PASSAGE TO READ:
[start]

Arkansas's MSA Time Series — Changes in Home values of Arkansas MSA

Time Series Forecasting

Model

The pmdarima package, and its stepwise approach, was used to train a SARIMA time series model for each ZIP Code. The general steps used to train each model is highlighted below:

Determine the order of differencing (d) using a KPSS test.
Determine the optimal auto regression (p) and moving average (d) with a maximum of five periods.
With seasonal period (m) sets at 12 for monthly, determine the order of seasonal differencing (D) using a Canova-Hansen test.
Determine the optimal seasonal auto regression (P) and seasonal moving average (Q) with a maximum of two periods.
Select the optimal model based on Akaike information criterion (AIC), while ensuring that the model is numerically stable.

This was done with a train/test split with 2016 to 2018 data as training data and 2019 data as testing data. As such, only ZIP code with data between that time period were used in the analysis.

ts = TimeSeries(gdf_zip_code, '1/31/2019')
df_forecast = ts.forecast_all_states()

Results

The top 10 optimal seasonal ARIMA model is shown below:

df_forecast.model_order.value_counts().head(10)

ARIMA Order	Number of ZIP Codes
ARIMA(0,1,0)(0,0,0)[12] intercept	12,185
ARIMA(0,2,0)(0,0,0)[12]	2,087
ARIMA(1,1,1)(0,0,0)[12] intercept	1,282
ARIMA(1,1,0)(0,0,0)[12] intercept	1,029
ARIMA(0,1,0)(0,0,1)[12] intercept	932
ARIMA(0,1,1)(0,0,0)[12] intercept	652
ARIMA(0,1,0)(1,0,0)[12] intercept	644
ARIMA(0,1,0)(0,0,0)[12]	619
ARIMA(0,1,0)(2,0,0)[12] intercept	529
ARIMA(2,1,2)(1,0,1)[12] intercept	523

In summary, majority of the models are non-stationary, requiring differencing transformation. About half of the ZIP codes’ housing price is affected by seasonality.

ARIMA Example

Using ZIP Code 19124 as an example. The ACF plot shows a slow and steady decay, which suggests that the time series is non-stationary. A KPSSS test was also conducted and confirmed that two order of differencing is appropriate for this time series.

AutoARIMA determined that SARIMA(0,2,0)(0,0,0[12]) was the best model for this ZIP Code based on AIC. Please note that AIC cannot be compared directly for models with different orders.

[end]

INFORMATION GIVEN:
[start]

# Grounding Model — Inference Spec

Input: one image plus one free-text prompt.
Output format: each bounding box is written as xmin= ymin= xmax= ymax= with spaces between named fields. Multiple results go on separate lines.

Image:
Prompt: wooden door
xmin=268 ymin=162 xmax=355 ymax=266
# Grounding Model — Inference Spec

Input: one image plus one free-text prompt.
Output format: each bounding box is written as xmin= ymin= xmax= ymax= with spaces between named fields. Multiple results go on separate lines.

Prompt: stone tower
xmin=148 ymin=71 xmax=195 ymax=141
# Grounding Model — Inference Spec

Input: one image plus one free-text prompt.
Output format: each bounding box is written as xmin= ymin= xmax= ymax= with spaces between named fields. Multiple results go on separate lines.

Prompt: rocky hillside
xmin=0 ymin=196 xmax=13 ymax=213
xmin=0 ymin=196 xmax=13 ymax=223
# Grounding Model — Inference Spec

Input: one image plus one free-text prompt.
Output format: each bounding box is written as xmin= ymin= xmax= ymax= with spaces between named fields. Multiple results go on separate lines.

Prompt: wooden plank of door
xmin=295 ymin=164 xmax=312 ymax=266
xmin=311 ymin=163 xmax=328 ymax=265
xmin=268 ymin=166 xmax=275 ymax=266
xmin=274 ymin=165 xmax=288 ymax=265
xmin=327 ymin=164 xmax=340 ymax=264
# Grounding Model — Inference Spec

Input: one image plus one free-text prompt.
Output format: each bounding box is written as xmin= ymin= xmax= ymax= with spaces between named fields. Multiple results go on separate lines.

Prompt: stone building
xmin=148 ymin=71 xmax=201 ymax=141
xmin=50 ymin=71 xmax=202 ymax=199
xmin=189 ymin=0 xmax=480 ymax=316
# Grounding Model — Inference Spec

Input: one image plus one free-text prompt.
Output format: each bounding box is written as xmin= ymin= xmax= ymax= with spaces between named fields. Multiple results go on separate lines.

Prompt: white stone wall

[end]

COMPLETE THE FOLLOWING:
1 > In the forecasting text, which years served as the training data?
2 > Continue the forecasting text from its last sentence.

EXPECTED RESULTS:
1 > 2016 to 2018

2 >
Result

The profit and the ROI were calculated based on December 2018 actual housing value and December 2019 forecasted housing value.

df_investment = gdf_zip_code[['ZIP Code', 'x', 'y', 'PO Name', 'State', 'Pop', '2018-12-31']].merge(
    df_forecast[['zip_code', 'test_lci_2019-12-31', 'test_pred_2019-12-31', 'test_uci_2019-12-31']].rename({'zip_code':'ZIP Code'}, axis=1),
    on='ZIP Code'
)

df_investment.rename(
    {
        'Pop': 'Population', 
        '2018-12-31': 'Before',
        'test_pred_2019-12-31': 'After',
        'test_lci_2019-12-31': 'After (Lower Bound)',
        'test_uci_2019-12-31': 'After (Upper Bound)',
    }, axis=1, inplace=True
)

df_investment['Profit'] = df_investment['After'] - df_investment['Before']
df_investment['ROI'] = df_investment['Profit']/df_investment['Before']
df_investment['Population'].fillna(0, inplace=True)
df_investment['Population'] = df_investment['Population'].astype(int)
df_investment['Name'] = [f'{p}, {s} {z}' for (p, s, z) in zip(df_investment['PO Name'], df_investment['State'], df_investment['ZIP Code'])]

df_investment = df_investment[['Name', 'x', 'y', 'Population', 'Profit', 'ROI', 'Before', 'After', 'After (Lower Bound)', 'After (Upper Bound)']]

Investment Opportunity

ZIP Code that provides the best real estate investment opportunity can be a challenging question. There are different ways to evaluate this and they come with different considerations.

Simple Helper Function

A simple helper functionw as created to help visualize the investment opportunity

# Simple helper function for plotting

def investment_plot(df, title):
    import seaborn as sns
    import matplotlib.pyplot as plt
    from matplotlib.lines import Line2D

    df = df.copy()
    df.reset_index(inplace=True, drop=True)

    f, ax = plt.subplots(figsize=(7, 7))
    ax.axis('off')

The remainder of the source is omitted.